═══ Document extract

KalVista Pharmaceuticals pushed a great many of its clinical chips towards sebeltralstat, and, now, the bet appears to have paid off. The oral, fast-acting hereditary angioedema (HAE) treatment hastened the time to symptom relief, meeting all primary and key secondary endpoints in a phase 3 trial.
The biotech reported Tuesday that both the 300-mg and 600-mg doses of sebeltralstat experienced quicker symptom relief by roughly four hours each compared to placebo, the primary endpoint of the trial. No patients withdrew from the phase 3 KONFIDENT study due to adverse events, and no treatment-related serious side effects were reported.
“These data show that sebetralstat may provide a compelling treatment option for physicians and patients as an effective and safe oral treatment with rapid relief for HAE attacks,” CEO Andrew Crockett said in a release.
In addition to the time to symptom relief, sebeltralstat was found to more quickly remedy attack severity compared to placebo. KalVista also reports that treated patients “demonstrated a significantly faster time to complete attack resolution” than those given placebo.
HAE is a genetic disease marked by low levels or dysfunction of the C1 inhibitor. Patients can be struck with bouts of severe swelling across the body, and attacks can be fatal if they impact the lungs.
Ionis Pharmaceuticals is on the precipice of asking the FDA to approve its candidate after reporting that it reduced the rate of swelling attacks compared to placebo in a phase 3 trial. And one of the CRISPR-wielding biotechs, Intellia Therapeutics, is working on an option that would knock out a gene thought responsible for producing a problematic protein associated with HAE development.

══════
═══ Given data

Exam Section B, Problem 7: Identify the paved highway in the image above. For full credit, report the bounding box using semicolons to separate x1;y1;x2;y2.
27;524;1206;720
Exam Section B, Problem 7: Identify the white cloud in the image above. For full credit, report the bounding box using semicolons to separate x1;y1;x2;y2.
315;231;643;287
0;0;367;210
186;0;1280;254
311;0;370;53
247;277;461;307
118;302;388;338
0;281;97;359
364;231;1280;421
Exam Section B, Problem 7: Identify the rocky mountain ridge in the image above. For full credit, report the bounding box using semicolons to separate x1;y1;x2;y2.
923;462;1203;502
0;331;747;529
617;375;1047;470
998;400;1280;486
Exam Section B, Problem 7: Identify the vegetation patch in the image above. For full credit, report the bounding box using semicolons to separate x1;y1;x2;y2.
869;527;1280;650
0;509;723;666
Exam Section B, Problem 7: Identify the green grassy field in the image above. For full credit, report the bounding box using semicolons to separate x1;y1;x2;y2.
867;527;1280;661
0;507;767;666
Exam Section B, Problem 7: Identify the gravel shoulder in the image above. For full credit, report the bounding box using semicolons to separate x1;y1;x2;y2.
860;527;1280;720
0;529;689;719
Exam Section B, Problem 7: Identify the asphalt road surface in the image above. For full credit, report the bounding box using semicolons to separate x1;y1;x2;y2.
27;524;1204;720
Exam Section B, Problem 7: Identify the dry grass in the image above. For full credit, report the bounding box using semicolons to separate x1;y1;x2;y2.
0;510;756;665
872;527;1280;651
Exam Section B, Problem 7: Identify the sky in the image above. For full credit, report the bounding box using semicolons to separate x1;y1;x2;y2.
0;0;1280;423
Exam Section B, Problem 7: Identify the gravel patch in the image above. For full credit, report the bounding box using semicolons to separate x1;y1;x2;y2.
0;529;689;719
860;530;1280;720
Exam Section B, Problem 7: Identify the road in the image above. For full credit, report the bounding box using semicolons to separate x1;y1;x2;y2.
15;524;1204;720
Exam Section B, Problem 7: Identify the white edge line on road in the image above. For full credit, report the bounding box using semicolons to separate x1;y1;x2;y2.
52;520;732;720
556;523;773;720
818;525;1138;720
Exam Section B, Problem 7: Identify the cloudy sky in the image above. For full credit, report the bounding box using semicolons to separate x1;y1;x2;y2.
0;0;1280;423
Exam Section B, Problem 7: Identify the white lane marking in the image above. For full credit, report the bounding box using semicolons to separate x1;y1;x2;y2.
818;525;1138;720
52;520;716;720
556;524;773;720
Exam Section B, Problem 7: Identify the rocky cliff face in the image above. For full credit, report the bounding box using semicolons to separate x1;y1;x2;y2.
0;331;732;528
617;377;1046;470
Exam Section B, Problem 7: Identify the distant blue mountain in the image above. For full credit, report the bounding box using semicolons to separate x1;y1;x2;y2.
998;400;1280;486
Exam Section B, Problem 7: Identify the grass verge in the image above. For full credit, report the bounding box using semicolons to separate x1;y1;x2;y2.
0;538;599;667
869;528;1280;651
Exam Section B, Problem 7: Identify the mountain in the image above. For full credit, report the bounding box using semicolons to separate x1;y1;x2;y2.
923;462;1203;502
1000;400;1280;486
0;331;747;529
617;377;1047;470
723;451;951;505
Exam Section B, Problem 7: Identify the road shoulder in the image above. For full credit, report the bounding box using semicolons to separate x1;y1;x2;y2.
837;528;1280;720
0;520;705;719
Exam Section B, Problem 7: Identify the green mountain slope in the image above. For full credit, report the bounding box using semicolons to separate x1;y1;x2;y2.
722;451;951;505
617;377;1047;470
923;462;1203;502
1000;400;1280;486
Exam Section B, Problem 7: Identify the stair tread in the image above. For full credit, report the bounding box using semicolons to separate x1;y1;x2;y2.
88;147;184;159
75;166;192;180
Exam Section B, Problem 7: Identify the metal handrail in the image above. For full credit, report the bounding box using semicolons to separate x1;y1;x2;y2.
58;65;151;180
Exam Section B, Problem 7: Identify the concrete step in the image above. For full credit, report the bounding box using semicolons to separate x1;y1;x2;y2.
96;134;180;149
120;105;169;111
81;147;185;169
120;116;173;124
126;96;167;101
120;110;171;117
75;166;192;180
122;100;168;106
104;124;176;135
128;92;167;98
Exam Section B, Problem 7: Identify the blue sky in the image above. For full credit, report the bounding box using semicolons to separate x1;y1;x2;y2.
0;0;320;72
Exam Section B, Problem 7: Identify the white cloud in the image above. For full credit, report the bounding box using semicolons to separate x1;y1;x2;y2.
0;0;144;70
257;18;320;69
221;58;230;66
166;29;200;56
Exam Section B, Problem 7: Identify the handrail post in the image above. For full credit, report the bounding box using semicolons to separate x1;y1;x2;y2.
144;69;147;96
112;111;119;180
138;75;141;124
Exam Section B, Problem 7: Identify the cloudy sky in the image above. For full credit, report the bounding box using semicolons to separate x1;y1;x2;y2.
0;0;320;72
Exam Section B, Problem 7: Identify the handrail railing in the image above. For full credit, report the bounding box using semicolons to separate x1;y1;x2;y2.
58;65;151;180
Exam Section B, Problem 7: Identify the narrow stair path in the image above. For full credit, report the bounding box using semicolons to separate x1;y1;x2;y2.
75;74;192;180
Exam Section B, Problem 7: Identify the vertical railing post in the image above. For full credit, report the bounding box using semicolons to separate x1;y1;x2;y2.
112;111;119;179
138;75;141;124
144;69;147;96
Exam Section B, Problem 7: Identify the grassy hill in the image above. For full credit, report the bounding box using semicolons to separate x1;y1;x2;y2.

══════

• **Activity**: Continue the article on KalVista's sebeltralstat trial with the text that comes after its final sentence.

• **Result of this exercise**:
As for KalVista, the results validate the prioritization of sebeltralstat after a previous oral option, KVD824, failed to impress. The company scrapped further development of that med back in October 2022 after reporting elevated liver enzymes in some patients. Sebeltralstat was made the sole focus from that point on, with no additional clinical programs in the pipeline. The data tee up an approval application to regulators, with KalVista previously guiding that it would submit those data to the FDA in the first half of 2024.
The question now is whether any commercialization partners will come calling as the biotech manages cash and early assets. KalVista reported having $103.2 million in cash and equivalents as of the end of October 2023, down from nearly $150 million at the same point in 2022. The company is continuing to progress a preclinical, oral factor IIXA inhibitor to treat HAE prophylaxis, though KalVista has yet to guide on when an investigational new drug application may be submitted.